Our research

Research in this centre covers the entire range of the engineering sciences, from the microstructure of materials to the flow of ocean currents. Our researchers work with the power generating industries, including renewable energy, aerospace, automotive, biomechanics and civil engineering companies.

MaSC areas of activity

The Centre continues to establish and develop an active portfolio of research against the following key areas of activity

1. Multi-scale Multi-physics Modelling for Engineering Application
   At the core of our research we have a strong and internationally recognized track record of developing and refining a wide range of computational models (FVM, SPH, FEM, LBM). Potential is high to position MaSC as a conduit to strengthen existing interactions with academics in CEAS, EES and Materials who are engaged in similar activities. Our research strengths cover a range of multi-physics phenomena and are developed to span a range of physical scales. These include turbulence mechanics, multiphase and free-surface flow, fluid structure interaction, combustion and fire, crack propagation and growth. We seek to build on this work by enabling efficient coupling between these areas to address key industrial challenges, such as energy storage and fusion, and by adapting them for use in different domains.
2. Data Science for Computational Engineering
   An essential area of development, needed to realise the promise of computational engineering as a practical and efficient tool for design optimisation, uncertainty quantification, digital twinning and virtual/augmented environments. Integration of AI and Machine Learning methods provide a systematic and adaptable framework for leveraging our extensive expertise in physical modelling. A synergistic approach is needed to address the system-level challenges presented by industry; data science methods will have limited success without underlying expertise in physical modelling, and vice versa.

(Object location annotation data)
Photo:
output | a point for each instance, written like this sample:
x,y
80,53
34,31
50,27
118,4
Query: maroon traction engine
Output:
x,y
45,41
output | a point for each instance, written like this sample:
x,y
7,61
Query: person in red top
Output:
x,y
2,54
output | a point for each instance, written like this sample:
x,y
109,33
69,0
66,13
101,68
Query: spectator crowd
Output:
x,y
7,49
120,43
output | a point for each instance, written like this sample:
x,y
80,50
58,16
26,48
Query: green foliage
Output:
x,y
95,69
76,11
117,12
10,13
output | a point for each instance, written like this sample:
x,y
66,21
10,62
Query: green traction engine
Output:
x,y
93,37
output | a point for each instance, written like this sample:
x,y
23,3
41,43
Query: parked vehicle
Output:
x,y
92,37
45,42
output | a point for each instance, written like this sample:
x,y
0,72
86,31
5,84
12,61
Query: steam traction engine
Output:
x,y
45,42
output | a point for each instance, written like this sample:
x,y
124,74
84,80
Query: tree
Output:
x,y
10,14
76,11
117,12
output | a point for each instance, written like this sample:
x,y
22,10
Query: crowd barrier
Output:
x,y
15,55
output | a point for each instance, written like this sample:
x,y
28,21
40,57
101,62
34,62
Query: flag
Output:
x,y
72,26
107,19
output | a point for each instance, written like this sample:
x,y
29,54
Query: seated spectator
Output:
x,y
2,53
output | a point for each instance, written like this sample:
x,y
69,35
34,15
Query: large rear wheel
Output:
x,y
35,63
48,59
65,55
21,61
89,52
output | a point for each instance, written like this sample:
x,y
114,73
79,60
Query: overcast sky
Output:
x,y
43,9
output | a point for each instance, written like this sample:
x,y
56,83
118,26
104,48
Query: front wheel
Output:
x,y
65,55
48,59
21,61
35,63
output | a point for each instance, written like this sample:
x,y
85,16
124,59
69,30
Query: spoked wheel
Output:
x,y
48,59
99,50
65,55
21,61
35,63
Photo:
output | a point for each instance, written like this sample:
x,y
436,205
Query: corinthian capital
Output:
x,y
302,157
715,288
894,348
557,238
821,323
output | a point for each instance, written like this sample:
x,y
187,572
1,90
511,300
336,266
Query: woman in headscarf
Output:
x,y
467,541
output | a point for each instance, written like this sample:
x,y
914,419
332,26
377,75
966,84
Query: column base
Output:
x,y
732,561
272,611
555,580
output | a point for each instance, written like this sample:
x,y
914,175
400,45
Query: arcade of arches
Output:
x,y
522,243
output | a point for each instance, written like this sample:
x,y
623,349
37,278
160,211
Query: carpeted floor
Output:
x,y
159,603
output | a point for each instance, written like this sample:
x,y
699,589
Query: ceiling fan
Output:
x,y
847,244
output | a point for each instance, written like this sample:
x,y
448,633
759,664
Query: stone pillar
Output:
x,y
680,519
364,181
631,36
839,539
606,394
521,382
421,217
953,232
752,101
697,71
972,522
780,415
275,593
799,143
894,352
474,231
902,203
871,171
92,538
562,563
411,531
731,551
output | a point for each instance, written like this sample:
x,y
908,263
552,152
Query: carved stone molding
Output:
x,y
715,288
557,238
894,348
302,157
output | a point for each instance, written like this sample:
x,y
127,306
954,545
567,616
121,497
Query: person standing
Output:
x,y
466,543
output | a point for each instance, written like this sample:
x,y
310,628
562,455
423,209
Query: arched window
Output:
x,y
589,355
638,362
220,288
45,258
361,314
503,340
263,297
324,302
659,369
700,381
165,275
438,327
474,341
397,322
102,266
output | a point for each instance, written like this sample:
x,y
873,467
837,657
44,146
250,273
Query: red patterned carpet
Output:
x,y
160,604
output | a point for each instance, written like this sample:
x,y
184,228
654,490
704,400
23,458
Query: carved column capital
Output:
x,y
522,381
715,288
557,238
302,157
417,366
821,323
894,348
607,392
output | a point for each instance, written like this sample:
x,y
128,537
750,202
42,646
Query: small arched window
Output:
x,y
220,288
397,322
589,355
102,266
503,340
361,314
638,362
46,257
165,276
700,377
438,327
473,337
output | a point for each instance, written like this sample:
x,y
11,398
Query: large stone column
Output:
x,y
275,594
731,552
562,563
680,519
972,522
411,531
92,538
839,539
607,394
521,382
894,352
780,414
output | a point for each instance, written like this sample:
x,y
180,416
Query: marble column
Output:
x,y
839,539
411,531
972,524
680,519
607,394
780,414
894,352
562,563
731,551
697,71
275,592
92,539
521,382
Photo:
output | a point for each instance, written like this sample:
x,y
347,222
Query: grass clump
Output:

Stated goal:
Give every computational model abbreviation listed in the research overview.

The result:
FVM, SPH, FEM, LBM